Sometimes, senior executives are reluctant to back initiatives. This is probably more understandable than it might first appear. Resistance to change is only human. They are often bringing about changes that may negatively affect some employees’ jobs and lives. But, if senior executives do not unequivocally communicate with one voice the need for change, and what it means for employees, they endanger the likely success of any project.

Second, organizations must take into account the skepticism – or often, lack thereof – of the people who must deal with the new systems, processes, or ways of working.

Despite repeated calls in the change management and leadership literature to engage with people, companies often underestimate the role that managers and staff play in transformation efforts. By communicating with them too late or inconsistently, senior executives usually end up alienating the people who are most affected by the changes. It’s surprising how often something senior executives believe is a good thing is seen by staff as a bad thing, or a message that senior executives think is perfectly clear is misunderstood. This is normally due to senior executives communicating slightly different versions of critical messages.

There are two common communications traps that executives need to avoid: “We haven’t got anything to say yet so it’s not worth wasting people’s time or worrying them” and “There is so much uncertainty and things in play that for now we are better off saying nothing until things become clearer”. Getting caught in either of these traps inevitably requires a lot more leadership effort to get out of them than avoiding them in the first place.

Although it is an over-simplification, “the rule of three and nine” can serve as a useful guide for senior leaders in engaging employees and demonstrating commitment. It is more helpful than simply saying “you can never communicate enough”. Specifically, leaders should communicate three times more than seems instinctively reasonable to them in order to effectively communicate during a time of major change. And employees usually need to hear a message nine times for them to realize that it actually relates to them and to understand what it means for them.

An interesting related point is that organizations routinely underestimate their ability to build staff support. A structured effort to reach out to employees can often turn a surprising number of them into champions of new ideas. Seek to engage people and they will usually discover a willingness to be engaged.

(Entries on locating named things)
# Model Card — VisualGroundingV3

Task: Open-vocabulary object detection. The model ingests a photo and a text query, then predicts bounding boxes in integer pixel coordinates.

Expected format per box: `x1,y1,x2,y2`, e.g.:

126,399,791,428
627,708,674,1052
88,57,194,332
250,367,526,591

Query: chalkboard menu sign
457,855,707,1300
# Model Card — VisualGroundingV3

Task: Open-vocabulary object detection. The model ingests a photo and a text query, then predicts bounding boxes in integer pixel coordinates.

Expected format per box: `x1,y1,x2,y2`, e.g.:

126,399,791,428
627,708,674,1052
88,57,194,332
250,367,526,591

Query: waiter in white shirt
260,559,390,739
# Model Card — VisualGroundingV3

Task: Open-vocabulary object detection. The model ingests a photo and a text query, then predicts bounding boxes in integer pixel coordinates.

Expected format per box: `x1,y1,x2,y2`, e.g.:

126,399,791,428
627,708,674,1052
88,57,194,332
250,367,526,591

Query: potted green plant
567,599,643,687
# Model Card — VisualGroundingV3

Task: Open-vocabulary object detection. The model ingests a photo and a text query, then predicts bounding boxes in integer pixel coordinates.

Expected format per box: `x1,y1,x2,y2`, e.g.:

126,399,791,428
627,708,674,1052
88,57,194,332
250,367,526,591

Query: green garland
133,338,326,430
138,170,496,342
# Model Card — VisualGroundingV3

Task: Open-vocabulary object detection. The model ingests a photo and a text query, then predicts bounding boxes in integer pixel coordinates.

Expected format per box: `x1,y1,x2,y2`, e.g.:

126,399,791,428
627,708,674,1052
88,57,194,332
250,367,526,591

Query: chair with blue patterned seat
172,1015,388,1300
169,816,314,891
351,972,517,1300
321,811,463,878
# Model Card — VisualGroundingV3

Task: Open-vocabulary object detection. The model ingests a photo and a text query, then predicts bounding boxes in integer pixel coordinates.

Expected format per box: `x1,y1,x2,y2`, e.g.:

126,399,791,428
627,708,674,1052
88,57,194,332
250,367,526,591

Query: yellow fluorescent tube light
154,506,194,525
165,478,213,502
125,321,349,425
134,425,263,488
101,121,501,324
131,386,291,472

Required work:
a: Summarize the article on leading organizational change in two sentences.
b: Switch "photo" to "image" throughout the records, covering everything from the start of the records down to the line containing "321,811,463,878", and give back only those lines with nothing else changed.

Outputs for the tasks:
a: Senior executives must communicate the need for change with one voice and engage the managers and staff who are affected, because communicating too late or inconsistently alienates those people. The "rule of three and nine" holds that leaders should communicate three times more than seems reasonable because employees need to hear a message nine times, and organizations routinely underestimate their ability to build staff support.

b:
# Model Card — VisualGroundingV3

Task: Open-vocabulary object detection. The model ingests a image and a text query, then predicts bounding boxes in integer pixel coordinates.

Expected format per box: `x1,y1,x2,y2`, e.g.:

126,399,791,428
627,708,674,1052
88,57,194,332
250,367,526,591

Query: chalkboard menu sign
457,855,707,1300
# Model Card — VisualGroundingV3

Task: Open-vocabulary object detection. The model ingests a image and a text query, then predicts bounding boxes in integer pixel coordinates.

Expected format per box: `x1,y1,x2,y2`, e.g.:

126,399,791,428
627,708,674,1052
88,57,194,332
250,367,526,591

Query: waiter in white shirt
260,559,390,739
# Model Card — VisualGroundingV3

Task: Open-vocabulary object detection. The model ingests a image and a text query, then predicts bounding boxes in integer pixel coordinates.

Expected format per box: `x1,y1,x2,y2`, e.g.:

126,399,791,428
627,708,674,1052
88,57,194,332
250,367,526,591

Query: potted green plant
567,599,643,687
# Model Card — VisualGroundingV3

Task: Open-vocabulary object detection. The model ingests a image and a text query, then predicts bounding boxes in integer pixel coordinates.

Expected format per box: `x1,y1,x2,y2`, e.g.:

126,399,791,428
627,708,674,1052
88,57,194,332
250,367,526,591

Query: green garland
133,338,326,430
138,170,496,342
# Model Card — VisualGroundingV3

Task: Open-vocabulary object detection. The model ingests a image and a text query, then predicts bounding boxes in integer pixel coordinates.

Expected format per box: `x1,y1,x2,y2`, e.g.:

126,399,791,428
627,708,674,1052
88,57,194,332
250,367,526,591

Query: chair with blue patterned seat
172,1015,388,1300
169,816,314,891
351,972,517,1300
321,811,463,878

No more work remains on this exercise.